Segment Start: Data provided

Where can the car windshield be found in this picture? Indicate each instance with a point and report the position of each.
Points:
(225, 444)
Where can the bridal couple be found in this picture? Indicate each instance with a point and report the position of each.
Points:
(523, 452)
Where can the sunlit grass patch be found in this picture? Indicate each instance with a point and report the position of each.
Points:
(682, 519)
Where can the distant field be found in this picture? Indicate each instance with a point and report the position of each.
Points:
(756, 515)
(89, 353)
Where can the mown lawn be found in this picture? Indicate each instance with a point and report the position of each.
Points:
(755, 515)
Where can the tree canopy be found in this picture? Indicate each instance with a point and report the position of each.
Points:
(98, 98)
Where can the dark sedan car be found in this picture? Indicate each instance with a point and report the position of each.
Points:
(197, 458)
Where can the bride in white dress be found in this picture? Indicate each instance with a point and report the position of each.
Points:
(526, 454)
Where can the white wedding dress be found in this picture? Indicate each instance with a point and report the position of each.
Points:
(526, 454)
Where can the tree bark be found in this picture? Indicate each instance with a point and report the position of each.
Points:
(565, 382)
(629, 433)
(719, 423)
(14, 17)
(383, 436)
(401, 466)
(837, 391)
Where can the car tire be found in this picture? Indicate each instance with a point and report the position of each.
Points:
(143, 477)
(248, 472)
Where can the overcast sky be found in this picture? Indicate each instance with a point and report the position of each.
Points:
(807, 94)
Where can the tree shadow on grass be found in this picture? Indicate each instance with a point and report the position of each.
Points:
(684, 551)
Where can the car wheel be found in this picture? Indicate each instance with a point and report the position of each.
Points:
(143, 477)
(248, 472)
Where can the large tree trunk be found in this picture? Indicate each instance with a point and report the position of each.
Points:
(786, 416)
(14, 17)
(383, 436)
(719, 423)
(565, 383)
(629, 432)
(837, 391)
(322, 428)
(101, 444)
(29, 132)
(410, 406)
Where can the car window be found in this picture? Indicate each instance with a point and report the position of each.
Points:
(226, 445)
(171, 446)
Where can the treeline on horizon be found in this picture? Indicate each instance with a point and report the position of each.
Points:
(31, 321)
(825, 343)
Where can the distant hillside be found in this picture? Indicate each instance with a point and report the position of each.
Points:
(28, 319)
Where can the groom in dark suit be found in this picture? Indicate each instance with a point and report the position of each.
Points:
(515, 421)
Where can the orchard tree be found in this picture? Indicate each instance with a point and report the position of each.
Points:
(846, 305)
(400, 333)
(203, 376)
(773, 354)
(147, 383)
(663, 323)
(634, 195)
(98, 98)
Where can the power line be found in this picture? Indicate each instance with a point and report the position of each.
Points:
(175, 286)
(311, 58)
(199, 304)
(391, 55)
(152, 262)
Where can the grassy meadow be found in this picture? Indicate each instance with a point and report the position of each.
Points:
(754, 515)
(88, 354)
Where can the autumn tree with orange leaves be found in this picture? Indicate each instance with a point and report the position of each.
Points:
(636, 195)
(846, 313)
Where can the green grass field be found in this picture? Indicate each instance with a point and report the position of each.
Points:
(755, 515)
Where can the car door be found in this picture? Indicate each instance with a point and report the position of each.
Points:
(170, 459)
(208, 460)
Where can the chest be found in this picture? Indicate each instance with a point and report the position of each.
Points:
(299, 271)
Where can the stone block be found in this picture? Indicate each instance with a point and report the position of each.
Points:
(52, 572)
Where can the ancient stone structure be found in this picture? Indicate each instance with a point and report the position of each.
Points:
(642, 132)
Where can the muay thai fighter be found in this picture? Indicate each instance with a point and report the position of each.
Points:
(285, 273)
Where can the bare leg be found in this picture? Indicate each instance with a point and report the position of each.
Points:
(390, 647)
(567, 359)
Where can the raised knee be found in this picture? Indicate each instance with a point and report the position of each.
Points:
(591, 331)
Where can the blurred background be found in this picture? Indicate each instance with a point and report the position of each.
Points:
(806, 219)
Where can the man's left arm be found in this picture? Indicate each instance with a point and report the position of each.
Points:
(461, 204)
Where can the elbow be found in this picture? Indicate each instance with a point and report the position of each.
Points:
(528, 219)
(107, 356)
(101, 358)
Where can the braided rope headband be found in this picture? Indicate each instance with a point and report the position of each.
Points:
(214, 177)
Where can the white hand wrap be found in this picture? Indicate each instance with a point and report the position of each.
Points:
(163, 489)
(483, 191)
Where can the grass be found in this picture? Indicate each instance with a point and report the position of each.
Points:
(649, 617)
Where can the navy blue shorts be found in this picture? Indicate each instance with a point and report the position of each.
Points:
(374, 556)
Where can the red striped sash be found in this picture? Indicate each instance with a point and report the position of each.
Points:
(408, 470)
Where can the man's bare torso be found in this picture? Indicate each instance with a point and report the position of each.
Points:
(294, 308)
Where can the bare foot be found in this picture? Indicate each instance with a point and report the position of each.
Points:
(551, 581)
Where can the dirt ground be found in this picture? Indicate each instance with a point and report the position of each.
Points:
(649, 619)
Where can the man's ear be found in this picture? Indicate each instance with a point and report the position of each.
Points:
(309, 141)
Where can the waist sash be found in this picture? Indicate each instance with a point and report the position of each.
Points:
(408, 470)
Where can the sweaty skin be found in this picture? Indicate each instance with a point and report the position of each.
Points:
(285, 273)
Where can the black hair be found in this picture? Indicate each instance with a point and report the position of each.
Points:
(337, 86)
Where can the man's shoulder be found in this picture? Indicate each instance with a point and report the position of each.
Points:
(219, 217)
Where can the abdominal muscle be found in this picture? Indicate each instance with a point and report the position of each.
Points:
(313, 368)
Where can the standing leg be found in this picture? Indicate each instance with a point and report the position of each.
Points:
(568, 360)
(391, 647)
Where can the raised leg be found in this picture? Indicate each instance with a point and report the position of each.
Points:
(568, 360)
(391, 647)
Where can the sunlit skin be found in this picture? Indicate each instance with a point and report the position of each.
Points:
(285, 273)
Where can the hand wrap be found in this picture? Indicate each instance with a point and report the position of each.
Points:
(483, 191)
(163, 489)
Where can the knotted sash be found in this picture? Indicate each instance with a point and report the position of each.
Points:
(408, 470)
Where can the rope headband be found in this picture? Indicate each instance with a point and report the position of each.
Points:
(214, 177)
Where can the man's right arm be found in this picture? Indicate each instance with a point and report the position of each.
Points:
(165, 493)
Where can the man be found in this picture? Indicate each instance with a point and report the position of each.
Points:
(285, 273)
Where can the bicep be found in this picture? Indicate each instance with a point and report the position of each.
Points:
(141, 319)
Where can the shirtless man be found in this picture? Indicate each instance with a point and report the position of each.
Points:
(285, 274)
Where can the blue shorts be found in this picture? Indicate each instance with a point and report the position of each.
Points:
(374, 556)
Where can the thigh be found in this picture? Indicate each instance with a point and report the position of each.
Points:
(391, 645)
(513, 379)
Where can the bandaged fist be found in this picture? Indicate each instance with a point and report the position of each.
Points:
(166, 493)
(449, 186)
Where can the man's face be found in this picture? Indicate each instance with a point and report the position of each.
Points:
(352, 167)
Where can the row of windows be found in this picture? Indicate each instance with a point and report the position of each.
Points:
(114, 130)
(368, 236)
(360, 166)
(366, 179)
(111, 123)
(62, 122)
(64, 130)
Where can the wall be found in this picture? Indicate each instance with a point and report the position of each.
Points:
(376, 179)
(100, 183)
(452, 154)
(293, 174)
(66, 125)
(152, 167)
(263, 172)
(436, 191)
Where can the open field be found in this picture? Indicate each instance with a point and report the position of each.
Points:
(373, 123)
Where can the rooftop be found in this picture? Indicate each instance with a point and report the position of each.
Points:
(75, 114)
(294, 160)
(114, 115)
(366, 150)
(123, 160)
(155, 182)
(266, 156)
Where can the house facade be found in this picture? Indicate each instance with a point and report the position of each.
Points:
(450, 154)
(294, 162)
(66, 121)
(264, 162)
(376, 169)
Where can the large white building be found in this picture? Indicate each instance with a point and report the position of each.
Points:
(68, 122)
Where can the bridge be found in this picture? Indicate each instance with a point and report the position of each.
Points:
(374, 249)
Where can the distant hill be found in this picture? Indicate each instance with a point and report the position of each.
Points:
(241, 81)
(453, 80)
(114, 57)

Segment End: Data provided

» **Try it**:
Take the lines above from the one containing "Where can the elbow" down to the one containing "Where can the dirt", and transcribe them exactly, both ends included.

» **Response**:
Where can the elbow be found in this picture? Indicate each instance with a point and report the position of each.
Points:
(528, 219)
(107, 356)
(101, 358)
Where can the braided rope headband be found in this picture? Indicate each instance with a point and report the position of each.
Points:
(214, 177)
Where can the white hand wrap be found in this picture? Indicate each instance with a point and report the position of each.
Points:
(163, 489)
(483, 191)
Where can the grass be found in this picture? Indicate each instance with a point and report the position of each.
Points:
(649, 617)
Where can the navy blue shorts be found in this picture? Indicate each instance with a point and report the position of each.
Points:
(374, 556)
Where can the red striped sash be found in this picture? Indicate each instance with a point and report the position of each.
Points:
(408, 470)
Where can the man's bare torso be found in this picture? Indicate each instance with a point and report the position of each.
Points:
(294, 308)
Where can the bare foot be found in this picture? Indicate each instance with a point and report the position of each.
Points:
(551, 581)
Where can the dirt ground be found in this picture? Indicate each instance with a point and report the position of each.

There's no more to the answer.